### Dataset content
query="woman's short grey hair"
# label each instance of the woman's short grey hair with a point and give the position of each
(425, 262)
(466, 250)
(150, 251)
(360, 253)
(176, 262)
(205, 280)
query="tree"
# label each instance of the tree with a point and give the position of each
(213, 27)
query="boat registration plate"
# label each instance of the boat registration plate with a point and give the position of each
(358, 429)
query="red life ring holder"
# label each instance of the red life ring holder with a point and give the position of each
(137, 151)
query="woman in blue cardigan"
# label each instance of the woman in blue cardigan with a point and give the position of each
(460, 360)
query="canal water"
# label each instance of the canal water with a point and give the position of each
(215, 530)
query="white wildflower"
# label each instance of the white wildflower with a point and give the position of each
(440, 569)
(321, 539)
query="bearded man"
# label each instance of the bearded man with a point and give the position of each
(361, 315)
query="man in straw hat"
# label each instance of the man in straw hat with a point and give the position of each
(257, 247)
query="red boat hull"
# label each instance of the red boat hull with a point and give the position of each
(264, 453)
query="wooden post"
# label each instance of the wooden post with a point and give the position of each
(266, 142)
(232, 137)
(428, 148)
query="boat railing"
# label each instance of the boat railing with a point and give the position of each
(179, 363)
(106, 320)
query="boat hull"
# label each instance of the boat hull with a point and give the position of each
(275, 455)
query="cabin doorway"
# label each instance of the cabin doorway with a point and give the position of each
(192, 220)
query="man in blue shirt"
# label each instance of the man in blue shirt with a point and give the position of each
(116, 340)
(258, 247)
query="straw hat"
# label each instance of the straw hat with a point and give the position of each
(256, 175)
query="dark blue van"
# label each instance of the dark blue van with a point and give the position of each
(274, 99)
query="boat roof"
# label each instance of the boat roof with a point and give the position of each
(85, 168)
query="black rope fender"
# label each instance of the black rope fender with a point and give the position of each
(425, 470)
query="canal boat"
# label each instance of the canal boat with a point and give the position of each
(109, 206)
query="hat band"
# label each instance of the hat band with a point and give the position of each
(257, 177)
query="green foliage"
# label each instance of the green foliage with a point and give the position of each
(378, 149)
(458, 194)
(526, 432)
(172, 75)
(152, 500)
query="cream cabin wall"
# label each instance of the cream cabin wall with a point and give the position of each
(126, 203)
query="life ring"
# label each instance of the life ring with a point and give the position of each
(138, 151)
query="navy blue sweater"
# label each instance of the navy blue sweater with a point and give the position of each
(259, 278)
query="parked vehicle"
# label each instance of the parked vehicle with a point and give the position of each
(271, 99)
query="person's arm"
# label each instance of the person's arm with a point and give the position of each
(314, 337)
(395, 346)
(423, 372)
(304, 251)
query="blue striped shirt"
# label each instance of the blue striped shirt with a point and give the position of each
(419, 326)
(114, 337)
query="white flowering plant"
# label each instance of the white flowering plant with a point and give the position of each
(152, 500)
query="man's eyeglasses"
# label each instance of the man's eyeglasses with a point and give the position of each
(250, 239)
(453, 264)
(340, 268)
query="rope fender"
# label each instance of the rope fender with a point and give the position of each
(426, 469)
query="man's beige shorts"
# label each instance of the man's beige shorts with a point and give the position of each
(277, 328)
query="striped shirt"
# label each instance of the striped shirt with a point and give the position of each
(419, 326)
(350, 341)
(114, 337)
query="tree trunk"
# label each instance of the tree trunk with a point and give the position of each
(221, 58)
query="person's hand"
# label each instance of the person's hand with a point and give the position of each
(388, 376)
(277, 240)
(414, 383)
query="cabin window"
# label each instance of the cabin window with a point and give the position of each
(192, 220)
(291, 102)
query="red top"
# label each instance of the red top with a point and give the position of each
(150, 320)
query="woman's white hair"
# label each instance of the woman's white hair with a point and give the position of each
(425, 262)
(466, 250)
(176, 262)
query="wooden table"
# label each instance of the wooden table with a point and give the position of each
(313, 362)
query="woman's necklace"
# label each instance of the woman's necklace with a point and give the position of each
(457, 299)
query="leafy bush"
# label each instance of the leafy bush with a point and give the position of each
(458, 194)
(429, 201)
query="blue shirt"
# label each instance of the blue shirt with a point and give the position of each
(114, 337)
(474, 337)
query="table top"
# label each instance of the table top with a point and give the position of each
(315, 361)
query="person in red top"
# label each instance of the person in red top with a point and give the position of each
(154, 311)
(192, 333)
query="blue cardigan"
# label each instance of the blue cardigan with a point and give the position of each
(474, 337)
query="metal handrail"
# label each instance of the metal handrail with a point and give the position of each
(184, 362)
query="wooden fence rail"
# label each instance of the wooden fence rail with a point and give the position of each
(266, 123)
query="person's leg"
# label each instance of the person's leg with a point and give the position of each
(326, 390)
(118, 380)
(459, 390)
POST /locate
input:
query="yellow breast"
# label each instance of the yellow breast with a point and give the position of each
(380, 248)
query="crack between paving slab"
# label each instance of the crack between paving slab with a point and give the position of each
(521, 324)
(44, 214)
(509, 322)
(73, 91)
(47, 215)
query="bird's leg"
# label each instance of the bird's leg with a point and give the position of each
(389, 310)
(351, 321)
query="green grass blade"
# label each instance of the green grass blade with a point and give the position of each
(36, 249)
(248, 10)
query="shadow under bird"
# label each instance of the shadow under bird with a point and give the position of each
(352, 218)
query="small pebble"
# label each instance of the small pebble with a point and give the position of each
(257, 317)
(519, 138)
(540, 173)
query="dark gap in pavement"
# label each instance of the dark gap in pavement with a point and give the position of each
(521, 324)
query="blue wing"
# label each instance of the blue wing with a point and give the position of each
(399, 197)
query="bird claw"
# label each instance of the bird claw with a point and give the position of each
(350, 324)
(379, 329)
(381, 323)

### What the task requires
The answer is to be the complete listing, transcribed exactly.

### Your response
query="woman's short grey hair"
# label each instance of the woman's short grey hair with a point and give the position of each
(425, 262)
(466, 250)
(150, 251)
(360, 253)
(176, 262)
(205, 280)
query="tree"
# label each instance of the tree with a point and give the position of each
(213, 27)
query="boat registration plate"
# label each instance of the boat registration plate with a point and give the position of each
(358, 429)
query="red life ring holder"
# label each instance of the red life ring holder with a point and give the position of each
(137, 151)
query="woman in blue cardigan"
# label each instance of the woman in blue cardigan with a point and give the position of each
(460, 360)
query="canal water"
# label each instance of the canal water with a point and give the position of each
(215, 530)
query="white wildflower"
# label each instance of the white wildflower with a point and give the position of each
(440, 569)
(321, 539)
query="bearded man"
# label each instance of the bearded man with a point and give the position of each
(361, 315)
query="man in straw hat"
# label each instance of the man in straw hat with a point and give the position of each
(257, 247)
query="red boat hull"
# label each instance of the red boat hull with a point and give the position of each
(264, 453)
query="wooden post"
# label each instance of the wooden post with a point and give the position of each
(266, 142)
(232, 137)
(428, 148)
query="boat railing"
# label each instance of the boat railing with a point and give the position of each
(179, 363)
(106, 320)
query="boat hull"
# label each instance of the boat hull with a point and give the position of each
(275, 455)
query="cabin doorway"
# label each instance of the cabin doorway with a point and give the position of each
(192, 220)
query="man in blue shirt"
# label each instance of the man in blue shirt with a point and give the position of each
(116, 340)
(258, 247)
query="straw hat"
# label each instance of the straw hat with a point and give the position of each
(256, 175)
query="dark blue van"
# label each instance of the dark blue van with a point and give the position of each
(274, 99)
query="boat roof"
# label each instance of the boat roof with a point and give the position of each
(85, 168)
query="black rope fender"
# label each instance of the black rope fender with a point and give the position of each
(425, 470)
query="canal boat"
# label each instance of the canal boat with a point and give the position of each
(109, 206)
query="hat band"
# label each instance of the hat band with a point and give the position of each
(257, 177)
query="green foliage"
# label each instance of the green foliage with a point and give the position of each
(378, 149)
(458, 194)
(526, 432)
(172, 75)
(152, 500)
query="cream cabin wall"
# label each instance of the cream cabin wall with a point and give the position of each
(126, 203)
query="life ring"
# label each instance of the life ring with a point and give the position of each
(138, 151)
query="navy blue sweater"
# label each instance of the navy blue sweater with a point and give the position of each
(259, 278)
query="parked vehicle"
# label each instance of the parked vehicle with a point and give the position of each
(271, 99)
query="person's arm"
# label each instance of the person's arm with a point and give the position of each
(314, 337)
(395, 346)
(423, 372)
(304, 251)
query="blue striped shirt"
# label each instance of the blue striped shirt with a point and give the position of each
(419, 326)
(114, 337)
query="white flowering plant"
# label each instance of the white flowering plant with a point and give the position of each
(152, 500)
query="man's eyeglasses"
# label each instance of the man's eyeglasses with a point and give the position of each
(250, 239)
(453, 264)
(340, 268)
query="rope fender"
# label each instance of the rope fender with a point and give the position of each
(426, 469)
query="man's beige shorts"
# label each instance of the man's beige shorts with a point and give the position of each
(277, 328)
query="striped shirt"
# label each instance of the striped shirt with a point and give the position of each
(419, 326)
(350, 341)
(114, 337)
query="tree trunk"
# label each instance of the tree trunk with a point and give the position of each
(221, 58)
query="person's hand"
# label each instance of the person's hand with a point and give the position of each
(388, 376)
(277, 240)
(414, 383)
query="cabin window"
# label each instance of the cabin window with a point and give the position of each
(192, 220)
(291, 102)
query="red top"
# label each instance of the red top with a point and give the position of each
(150, 320)
query="woman's white hair"
# label each instance of the woman's white hair with a point and give the position of each
(425, 262)
(466, 250)
(176, 262)
query="wooden table"
# label each instance of the wooden table with a point and give the position of each
(313, 362)
query="woman's necklace"
# label each instance of the woman's necklace with a point and give the position of each
(457, 299)
query="leafy bush"
# label each instance of the leafy bush with a point and give the position of each
(458, 194)
(429, 201)
query="blue shirt"
# label each instance of the blue shirt with a point and give the position of each
(114, 337)
(474, 337)
query="table top"
# label each instance of the table top with a point and give the position of each
(315, 361)
query="person in red top"
# label each instance of the person in red top with a point and give the position of each
(154, 311)
(192, 333)
query="blue cardigan"
# label each instance of the blue cardigan with a point and give the position of each
(474, 337)
query="metal handrail"
# label each instance of the metal handrail with a point and give the position of each
(184, 362)
query="wooden fence rail"
# label each instance of the wooden fence rail with a point and give the position of each
(266, 123)
query="person's leg"
# label each instance of the person's leg with a point and give the position of each
(326, 390)
(118, 380)
(459, 390)
POST /locate
input:
query="yellow breast"
# label each instance of the yellow breast with a point and give the position of each
(380, 248)
query="crack between paving slab"
# label each instance of the crack between paving slab with a point and give the position of each
(521, 324)
(44, 214)
(509, 322)
(73, 91)
(47, 215)
query="bird's leg"
# label each instance of the bird's leg with a point and give the position of each
(389, 310)
(351, 321)
query="green grass blade"
# label each instance of the green grass blade with a point and give the position of each
(36, 249)
(248, 10)
query="shadow under bird"
# label each instance of the shadow under bird with a point and give the position of each
(352, 218)
query="small pebble"
# label each instance of the small pebble with a point and give the position of each
(257, 317)
(519, 138)
(540, 173)
query="dark gap in pavement"
# label each instance of the dark gap in pavement with a point and give the position of each
(521, 324)
query="blue wing"
# label each instance of the blue wing with a point and give the position of each
(399, 197)
query="bird claw"
# label each instance of the bird claw with a point and give the position of each
(350, 324)
(379, 329)
(381, 323)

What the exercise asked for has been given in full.